#### SET TASK:
Repeat each line of the material below exactly as it appears, minus any pictures.

#### DATA TO USE:
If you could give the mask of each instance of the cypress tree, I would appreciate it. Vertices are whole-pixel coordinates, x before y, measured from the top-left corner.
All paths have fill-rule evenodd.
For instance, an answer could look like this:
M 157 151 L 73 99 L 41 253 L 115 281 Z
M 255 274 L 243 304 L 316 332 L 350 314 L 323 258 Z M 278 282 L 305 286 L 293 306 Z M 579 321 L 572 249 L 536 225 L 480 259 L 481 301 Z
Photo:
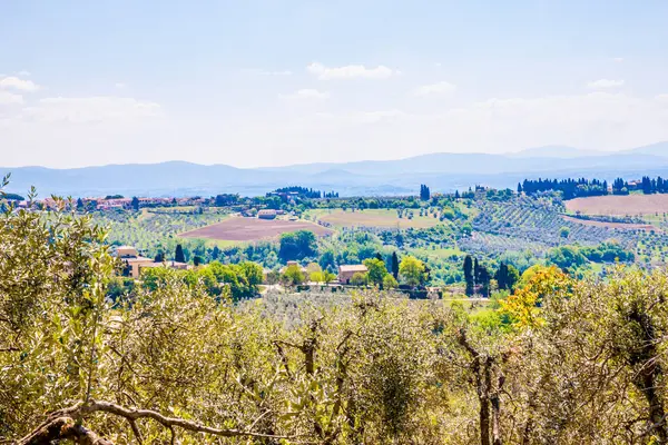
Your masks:
M 184 255 L 184 248 L 180 244 L 176 245 L 176 251 L 174 253 L 174 260 L 177 263 L 186 263 L 186 256 Z
M 392 275 L 394 279 L 399 279 L 399 257 L 396 256 L 396 251 L 392 253 Z
M 471 297 L 475 283 L 473 281 L 473 259 L 470 255 L 464 258 L 464 280 L 466 281 L 466 296 Z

#### SOLUTION TO THIS PROBLEM:
If you could give the mask of each instance of the cypress tree, I would appreciate it. Vertices are whole-pixel coordinates, x before y, measured from the top-left corner.
All paths have fill-rule evenodd.
For instance, an answer could look like this:
M 157 151 L 73 99 L 41 253 L 115 281 Z
M 255 274 L 243 304 L 316 332 L 350 314 L 323 258 Z M 278 282 L 305 286 L 293 306 Z M 579 321 L 572 249 L 536 225 L 480 259 L 481 301 Z
Photo:
Your masks:
M 184 255 L 184 248 L 180 244 L 176 245 L 176 251 L 174 253 L 174 260 L 177 263 L 186 263 L 186 256 Z
M 392 275 L 394 279 L 399 279 L 399 257 L 396 256 L 396 251 L 392 253 Z
M 471 297 L 475 283 L 473 281 L 473 259 L 470 255 L 464 258 L 464 280 L 466 281 L 466 296 Z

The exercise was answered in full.